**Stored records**
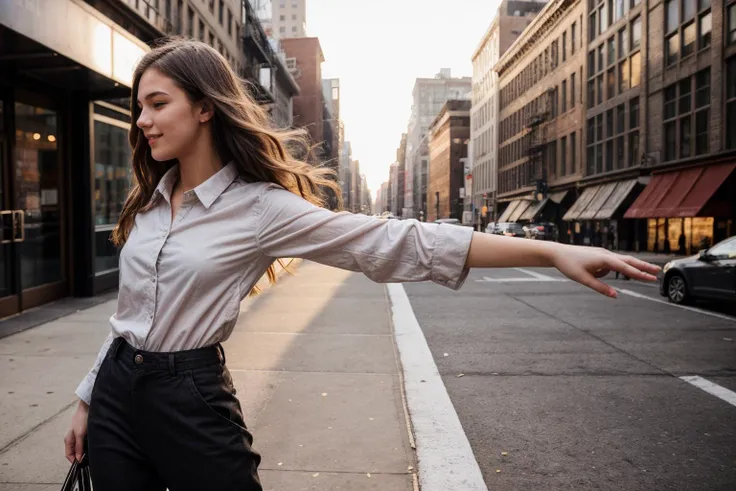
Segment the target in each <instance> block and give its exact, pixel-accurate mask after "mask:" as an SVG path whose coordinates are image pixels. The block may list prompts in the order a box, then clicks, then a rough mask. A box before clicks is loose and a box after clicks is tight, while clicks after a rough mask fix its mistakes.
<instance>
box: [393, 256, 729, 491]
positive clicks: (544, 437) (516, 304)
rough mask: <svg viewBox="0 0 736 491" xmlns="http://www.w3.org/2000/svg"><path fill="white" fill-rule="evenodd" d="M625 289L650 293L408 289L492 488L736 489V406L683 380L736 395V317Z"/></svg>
mask: <svg viewBox="0 0 736 491" xmlns="http://www.w3.org/2000/svg"><path fill="white" fill-rule="evenodd" d="M612 284H613V285H614V286H616V287H617V288H621V289H625V290H627V291H628V292H634V293H635V294H636V295H640V296H632V295H631V294H622V295H620V298H619V299H618V300H615V301H614V300H610V299H607V298H605V297H602V296H599V295H597V294H595V293H592V292H588V291H587V290H585V289H583V288H582V287H580V286H578V285H576V284H574V283H571V282H565V281H564V278H563V277H562V276H561V275H559V274H558V273H557V272H556V271H550V270H544V269H529V270H525V269H504V270H476V271H473V272H472V273H471V275H470V277H469V279H468V282H467V283H466V285H465V286H464V287H463V289H462V290H460V291H459V292H456V293H448V292H447V291H446V290H444V289H442V288H439V287H437V286H435V285H431V284H409V285H404V288H405V290H406V292H407V294H408V298H409V300H410V302H411V305H412V307H413V310H414V312H415V314H416V317H417V320H418V322H419V324H420V325H421V327H422V329H423V331H424V334H425V336H426V339H427V342H428V344H429V348H430V350H431V352H432V354H433V357H434V360H435V361H436V363H437V366H438V368H439V371H440V373H441V375H442V379H443V381H444V384H445V386H446V388H447V391H448V393H449V396H450V399H451V401H452V403H453V406H454V408H455V410H456V411H457V414H458V416H459V419H460V422H461V424H462V426H463V428H464V431H465V433H466V434H467V438H468V439H469V441H470V444H471V447H472V450H473V453H474V456H475V458H476V459H477V461H478V464H479V465H480V469H481V471H482V473H483V477H484V479H485V481H486V484H487V487H488V489H491V490H492V489H503V490H528V489H532V490H536V489H544V490H563V489H564V490H573V489H574V490H586V491H587V490H621V489H627V490H630V491H637V490H641V491H651V490H657V491H659V490H683V491H696V490H704V491H705V490H708V491H714V490H724V491H725V490H729V491H733V490H734V489H736V445H734V442H735V441H736V407H735V406H734V405H732V404H729V403H728V402H725V401H723V400H721V399H719V398H717V397H715V396H713V395H711V394H709V393H707V392H705V391H703V390H701V389H699V388H697V387H694V386H693V385H691V384H689V383H687V382H685V381H683V380H681V379H680V378H679V377H680V376H689V375H698V376H701V377H703V378H705V379H706V380H708V381H711V382H714V383H716V384H719V385H720V386H722V387H724V388H727V389H730V390H731V391H734V390H736V342H735V341H736V318H734V317H730V318H729V317H728V316H724V315H721V314H720V313H719V314H717V315H718V317H714V316H711V315H709V314H710V312H709V311H706V310H704V311H698V310H687V309H682V308H679V307H676V306H673V305H670V304H667V303H666V302H664V303H660V302H659V301H658V300H660V297H659V296H658V293H657V290H656V288H653V287H651V286H648V285H646V286H645V285H643V284H639V283H637V282H634V281H622V280H619V281H616V280H612ZM461 374H462V375H461ZM502 452H506V455H503V454H502ZM419 465H420V469H421V461H420V463H419Z"/></svg>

**TASK TO CARRY OUT**
Can you update the entries above by replacing "positive clicks" with "foreground clicks" and keeping everything else the same? Leave the pictures out of your answer.

**SOLUTION FOR THIS TASK**
Segment the target in each <instance> block and give its exact, pixel-accurate mask after "mask:" as an SVG path whose coordinates are image pixels. The block may list prompts in the order a box, then clicks, then a rough mask. A box before clicks is loose and a box after clicks is tight, while clicks after a rough mask fix its mistakes.
<instance>
box: [393, 256, 729, 491]
foreground clicks: (544, 437) (516, 304)
rough mask: <svg viewBox="0 0 736 491" xmlns="http://www.w3.org/2000/svg"><path fill="white" fill-rule="evenodd" d="M625 289L650 293L408 289L492 488L736 489V406L683 380L736 395V317Z"/></svg>
mask: <svg viewBox="0 0 736 491" xmlns="http://www.w3.org/2000/svg"><path fill="white" fill-rule="evenodd" d="M612 284H613V285H614V286H616V287H617V288H621V289H625V290H627V291H628V292H634V293H635V294H636V295H640V296H632V295H631V294H622V295H620V298H619V299H618V300H615V301H614V300H610V299H607V298H605V297H602V296H599V295H597V294H595V293H592V292H588V291H587V290H585V289H583V288H582V287H580V286H578V285H576V284H574V283H571V282H565V281H564V278H563V277H562V276H561V275H559V274H558V273H557V272H556V271H550V270H544V269H529V270H525V269H504V270H476V271H473V272H472V273H471V275H470V277H469V279H468V282H467V283H466V285H465V286H464V287H463V289H462V290H460V291H459V292H456V293H448V292H447V291H446V290H444V289H442V288H439V287H437V286H435V285H431V284H409V285H404V288H405V290H406V292H407V294H408V298H409V300H410V302H411V305H412V307H413V310H414V312H415V314H416V317H417V320H418V322H419V324H420V325H421V327H422V329H423V331H424V334H425V336H426V339H427V342H428V344H429V348H430V350H431V352H432V354H433V357H434V360H435V361H436V363H437V366H438V368H439V371H440V373H441V375H442V379H443V381H444V384H445V386H446V388H447V391H448V393H449V396H450V399H451V401H452V403H453V406H454V408H455V410H456V411H457V414H458V416H459V419H460V422H461V424H462V426H463V428H464V431H465V433H466V434H467V438H468V439H469V441H470V444H471V447H472V450H473V453H474V456H475V458H476V459H477V461H478V464H479V465H480V469H481V471H482V473H483V477H484V479H485V481H486V484H487V487H488V489H491V490H492V489H503V490H528V489H532V490H536V489H544V490H563V489H564V490H573V489H574V490H586V491H587V490H621V489H627V490H630V491H637V490H641V491H651V490H657V491H659V490H683V491H696V490H704V491H705V490H708V491H714V490H724V491H725V490H729V491H733V490H734V489H736V445H734V442H735V441H736V407H735V406H734V405H732V404H729V403H728V402H725V401H723V400H721V399H719V398H717V397H715V396H713V395H711V394H709V393H707V392H705V391H703V390H701V389H699V388H697V387H694V386H693V385H691V384H689V383H687V382H685V381H683V380H681V379H680V378H679V377H680V376H689V375H698V376H701V377H703V378H705V379H706V380H708V381H711V382H714V383H716V384H719V385H720V386H722V387H724V388H727V389H730V390H731V391H734V390H736V342H735V341H736V318H734V317H730V318H729V317H728V316H724V315H721V314H720V313H719V314H717V315H718V317H714V316H711V315H709V314H710V312H709V311H706V310H704V311H698V310H687V309H682V308H679V307H676V306H673V305H670V304H667V303H666V302H664V303H660V302H659V301H658V300H660V297H659V296H658V293H657V290H656V288H653V287H651V286H648V285H646V286H645V285H643V284H639V283H637V282H634V281H622V280H619V281H616V280H612ZM461 374H462V375H461ZM502 452H506V455H503V454H502ZM419 465H420V469H421V461H420V463H419Z"/></svg>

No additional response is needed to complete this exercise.